EXERCISE DIRECTIONS:
Pull out every line of the material that contains the string "handle" and list those lines.

Start DATA FOR THIS EXERCISE

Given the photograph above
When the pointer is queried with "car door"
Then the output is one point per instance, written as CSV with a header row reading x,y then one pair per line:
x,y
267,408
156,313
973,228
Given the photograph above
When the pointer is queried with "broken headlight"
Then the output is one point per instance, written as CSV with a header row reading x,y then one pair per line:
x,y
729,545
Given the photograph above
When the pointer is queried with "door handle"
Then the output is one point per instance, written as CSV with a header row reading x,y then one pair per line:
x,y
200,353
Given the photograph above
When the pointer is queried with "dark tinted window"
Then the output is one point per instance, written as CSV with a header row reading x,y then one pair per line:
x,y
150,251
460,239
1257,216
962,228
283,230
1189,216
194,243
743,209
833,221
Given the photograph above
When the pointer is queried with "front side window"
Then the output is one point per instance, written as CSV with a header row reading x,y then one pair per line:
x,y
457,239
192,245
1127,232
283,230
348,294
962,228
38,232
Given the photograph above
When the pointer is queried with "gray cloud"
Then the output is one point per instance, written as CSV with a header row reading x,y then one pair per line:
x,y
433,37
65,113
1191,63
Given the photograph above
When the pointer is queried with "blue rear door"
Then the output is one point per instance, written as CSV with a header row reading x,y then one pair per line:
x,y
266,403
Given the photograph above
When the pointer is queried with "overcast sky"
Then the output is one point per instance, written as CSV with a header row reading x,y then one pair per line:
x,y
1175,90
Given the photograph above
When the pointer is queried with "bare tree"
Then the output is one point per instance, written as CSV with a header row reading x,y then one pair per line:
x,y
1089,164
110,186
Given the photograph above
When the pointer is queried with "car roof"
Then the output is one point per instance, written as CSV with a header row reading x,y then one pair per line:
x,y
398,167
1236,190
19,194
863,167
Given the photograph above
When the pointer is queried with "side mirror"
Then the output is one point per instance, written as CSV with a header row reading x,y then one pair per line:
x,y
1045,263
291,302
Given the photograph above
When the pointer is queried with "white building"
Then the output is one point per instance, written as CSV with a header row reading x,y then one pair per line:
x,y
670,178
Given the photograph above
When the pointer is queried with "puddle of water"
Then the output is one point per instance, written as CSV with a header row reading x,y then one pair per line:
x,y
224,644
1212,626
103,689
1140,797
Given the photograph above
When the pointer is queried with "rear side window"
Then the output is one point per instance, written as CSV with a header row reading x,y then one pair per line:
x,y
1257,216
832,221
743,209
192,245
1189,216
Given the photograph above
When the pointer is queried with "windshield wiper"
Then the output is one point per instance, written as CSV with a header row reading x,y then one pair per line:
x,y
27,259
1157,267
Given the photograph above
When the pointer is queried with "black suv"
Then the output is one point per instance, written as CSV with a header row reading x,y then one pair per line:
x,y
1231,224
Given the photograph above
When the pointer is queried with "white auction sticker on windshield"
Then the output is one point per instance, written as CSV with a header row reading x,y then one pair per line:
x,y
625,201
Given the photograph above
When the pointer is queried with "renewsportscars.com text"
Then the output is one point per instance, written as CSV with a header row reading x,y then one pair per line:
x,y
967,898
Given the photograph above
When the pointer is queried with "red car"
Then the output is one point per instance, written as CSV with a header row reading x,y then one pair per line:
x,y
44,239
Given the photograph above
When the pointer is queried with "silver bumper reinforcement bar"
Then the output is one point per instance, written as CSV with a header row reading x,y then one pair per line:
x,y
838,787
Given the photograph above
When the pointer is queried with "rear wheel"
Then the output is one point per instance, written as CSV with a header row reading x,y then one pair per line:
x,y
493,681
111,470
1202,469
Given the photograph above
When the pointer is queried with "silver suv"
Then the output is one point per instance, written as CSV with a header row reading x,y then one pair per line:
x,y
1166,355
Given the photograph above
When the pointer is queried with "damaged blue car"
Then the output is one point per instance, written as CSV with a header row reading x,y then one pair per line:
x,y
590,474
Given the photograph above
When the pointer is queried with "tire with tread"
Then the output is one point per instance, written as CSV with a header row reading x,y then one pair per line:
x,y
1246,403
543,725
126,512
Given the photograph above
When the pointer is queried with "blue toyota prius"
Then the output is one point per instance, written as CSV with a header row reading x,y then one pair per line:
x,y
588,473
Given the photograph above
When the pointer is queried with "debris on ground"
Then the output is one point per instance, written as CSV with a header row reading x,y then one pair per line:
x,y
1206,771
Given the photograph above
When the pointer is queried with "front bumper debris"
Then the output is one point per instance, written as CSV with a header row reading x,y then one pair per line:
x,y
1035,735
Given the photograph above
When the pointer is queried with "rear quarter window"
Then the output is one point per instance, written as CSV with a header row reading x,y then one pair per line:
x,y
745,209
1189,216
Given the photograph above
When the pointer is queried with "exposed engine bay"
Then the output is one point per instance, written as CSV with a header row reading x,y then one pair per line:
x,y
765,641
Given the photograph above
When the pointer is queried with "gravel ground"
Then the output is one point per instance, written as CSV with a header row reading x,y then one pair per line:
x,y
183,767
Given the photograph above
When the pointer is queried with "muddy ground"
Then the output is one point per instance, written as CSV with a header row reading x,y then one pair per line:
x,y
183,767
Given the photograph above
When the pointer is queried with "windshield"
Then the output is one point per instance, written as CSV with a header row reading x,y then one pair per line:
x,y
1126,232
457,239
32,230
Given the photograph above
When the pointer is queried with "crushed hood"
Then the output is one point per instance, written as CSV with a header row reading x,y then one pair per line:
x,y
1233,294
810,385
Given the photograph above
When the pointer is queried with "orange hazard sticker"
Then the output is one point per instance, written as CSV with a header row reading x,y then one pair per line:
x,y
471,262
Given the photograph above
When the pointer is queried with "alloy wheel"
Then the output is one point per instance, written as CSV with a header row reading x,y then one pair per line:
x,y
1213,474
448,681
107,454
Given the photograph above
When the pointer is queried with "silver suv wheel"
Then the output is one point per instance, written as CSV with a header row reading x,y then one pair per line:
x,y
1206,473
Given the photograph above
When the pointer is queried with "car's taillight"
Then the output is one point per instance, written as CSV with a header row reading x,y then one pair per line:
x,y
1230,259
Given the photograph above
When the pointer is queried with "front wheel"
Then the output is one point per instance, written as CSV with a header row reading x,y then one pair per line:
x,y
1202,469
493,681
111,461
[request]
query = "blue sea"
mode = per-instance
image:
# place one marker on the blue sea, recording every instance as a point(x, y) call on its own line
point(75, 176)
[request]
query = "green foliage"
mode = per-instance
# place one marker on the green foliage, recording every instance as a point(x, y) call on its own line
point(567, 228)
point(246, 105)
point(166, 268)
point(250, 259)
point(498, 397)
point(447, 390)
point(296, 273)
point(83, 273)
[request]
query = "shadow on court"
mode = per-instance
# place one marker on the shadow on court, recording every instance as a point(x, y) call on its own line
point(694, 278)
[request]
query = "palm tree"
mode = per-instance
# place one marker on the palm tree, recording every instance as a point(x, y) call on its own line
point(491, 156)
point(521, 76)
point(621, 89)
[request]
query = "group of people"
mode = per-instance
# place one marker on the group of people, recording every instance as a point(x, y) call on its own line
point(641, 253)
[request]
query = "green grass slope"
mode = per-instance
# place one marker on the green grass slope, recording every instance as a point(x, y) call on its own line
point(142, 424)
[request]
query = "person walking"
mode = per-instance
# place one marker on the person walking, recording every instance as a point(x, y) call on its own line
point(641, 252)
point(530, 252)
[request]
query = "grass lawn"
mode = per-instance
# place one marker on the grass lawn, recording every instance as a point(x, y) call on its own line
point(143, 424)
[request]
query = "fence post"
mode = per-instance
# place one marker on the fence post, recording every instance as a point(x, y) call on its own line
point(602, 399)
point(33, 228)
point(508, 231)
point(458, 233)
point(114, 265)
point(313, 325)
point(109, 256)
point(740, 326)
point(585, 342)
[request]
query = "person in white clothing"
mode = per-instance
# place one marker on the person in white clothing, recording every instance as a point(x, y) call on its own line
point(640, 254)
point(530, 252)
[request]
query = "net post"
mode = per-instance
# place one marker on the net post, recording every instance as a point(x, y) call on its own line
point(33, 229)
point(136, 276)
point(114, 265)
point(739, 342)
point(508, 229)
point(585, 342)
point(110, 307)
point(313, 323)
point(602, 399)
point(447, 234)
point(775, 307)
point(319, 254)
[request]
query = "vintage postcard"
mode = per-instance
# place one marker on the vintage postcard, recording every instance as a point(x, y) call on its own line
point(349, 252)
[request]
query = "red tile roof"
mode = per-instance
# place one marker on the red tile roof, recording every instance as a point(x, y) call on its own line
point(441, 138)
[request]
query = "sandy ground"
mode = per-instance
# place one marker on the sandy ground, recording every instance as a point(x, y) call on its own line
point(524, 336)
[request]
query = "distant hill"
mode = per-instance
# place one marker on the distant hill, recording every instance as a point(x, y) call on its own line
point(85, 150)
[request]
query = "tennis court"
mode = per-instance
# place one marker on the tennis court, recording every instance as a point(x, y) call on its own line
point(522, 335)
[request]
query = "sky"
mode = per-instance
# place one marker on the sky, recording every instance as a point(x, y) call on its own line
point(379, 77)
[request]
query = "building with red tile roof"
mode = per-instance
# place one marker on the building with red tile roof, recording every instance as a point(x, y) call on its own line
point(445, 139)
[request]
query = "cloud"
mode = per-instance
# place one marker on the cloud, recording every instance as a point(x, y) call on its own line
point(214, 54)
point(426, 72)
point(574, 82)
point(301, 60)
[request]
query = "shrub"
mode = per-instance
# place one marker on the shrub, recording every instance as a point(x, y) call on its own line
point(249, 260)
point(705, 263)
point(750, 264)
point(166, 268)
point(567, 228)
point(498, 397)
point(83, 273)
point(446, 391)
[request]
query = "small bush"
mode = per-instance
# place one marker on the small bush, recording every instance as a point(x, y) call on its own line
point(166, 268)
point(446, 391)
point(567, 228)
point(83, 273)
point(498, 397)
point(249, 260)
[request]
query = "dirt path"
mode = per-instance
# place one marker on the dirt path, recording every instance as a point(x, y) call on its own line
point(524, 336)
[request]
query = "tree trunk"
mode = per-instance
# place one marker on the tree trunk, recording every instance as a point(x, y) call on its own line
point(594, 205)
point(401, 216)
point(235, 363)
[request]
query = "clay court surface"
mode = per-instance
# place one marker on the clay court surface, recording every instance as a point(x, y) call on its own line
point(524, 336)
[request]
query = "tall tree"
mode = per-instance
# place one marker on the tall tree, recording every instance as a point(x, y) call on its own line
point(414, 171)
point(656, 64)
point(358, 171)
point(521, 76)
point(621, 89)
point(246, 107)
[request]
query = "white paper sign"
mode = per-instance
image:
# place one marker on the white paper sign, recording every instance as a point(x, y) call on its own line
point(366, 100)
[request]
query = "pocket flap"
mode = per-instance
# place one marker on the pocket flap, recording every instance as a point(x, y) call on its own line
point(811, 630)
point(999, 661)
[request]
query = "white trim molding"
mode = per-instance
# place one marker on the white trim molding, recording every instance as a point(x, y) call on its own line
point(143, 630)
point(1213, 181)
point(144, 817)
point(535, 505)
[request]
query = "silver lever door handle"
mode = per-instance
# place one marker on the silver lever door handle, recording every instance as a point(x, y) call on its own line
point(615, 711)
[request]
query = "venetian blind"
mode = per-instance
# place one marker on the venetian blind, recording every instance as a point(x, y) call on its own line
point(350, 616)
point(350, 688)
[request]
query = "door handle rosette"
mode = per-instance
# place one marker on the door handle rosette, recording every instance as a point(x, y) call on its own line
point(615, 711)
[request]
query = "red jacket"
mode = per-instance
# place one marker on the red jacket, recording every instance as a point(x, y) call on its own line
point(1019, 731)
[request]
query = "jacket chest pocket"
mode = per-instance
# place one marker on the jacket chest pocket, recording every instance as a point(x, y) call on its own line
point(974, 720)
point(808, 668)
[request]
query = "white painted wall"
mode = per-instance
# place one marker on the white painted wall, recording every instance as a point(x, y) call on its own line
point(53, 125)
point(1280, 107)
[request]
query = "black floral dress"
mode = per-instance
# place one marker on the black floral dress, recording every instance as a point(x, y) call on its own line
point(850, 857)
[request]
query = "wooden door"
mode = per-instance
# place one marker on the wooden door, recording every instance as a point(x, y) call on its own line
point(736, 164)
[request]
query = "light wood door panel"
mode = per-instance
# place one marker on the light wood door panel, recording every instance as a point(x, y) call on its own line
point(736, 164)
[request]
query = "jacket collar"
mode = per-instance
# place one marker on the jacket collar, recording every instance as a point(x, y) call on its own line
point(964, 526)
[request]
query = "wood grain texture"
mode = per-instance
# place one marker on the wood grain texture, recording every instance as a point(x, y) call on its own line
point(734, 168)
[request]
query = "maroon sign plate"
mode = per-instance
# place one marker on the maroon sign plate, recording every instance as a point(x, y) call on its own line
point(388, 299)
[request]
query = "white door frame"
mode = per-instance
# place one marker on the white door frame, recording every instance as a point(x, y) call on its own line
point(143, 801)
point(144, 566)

End DATA FOR THIS EXERCISE

SOLUTION TO THIS PROBLEM:
When the pointer is queried with "door handle"
query = "silver lever door handle"
# place one marker on the silver lever door handle, recording every instance as a point(x, y) call on its own line
query = "door handle rosette"
# place one marker on the door handle rosette, recording every instance as a point(x, y) call on its own line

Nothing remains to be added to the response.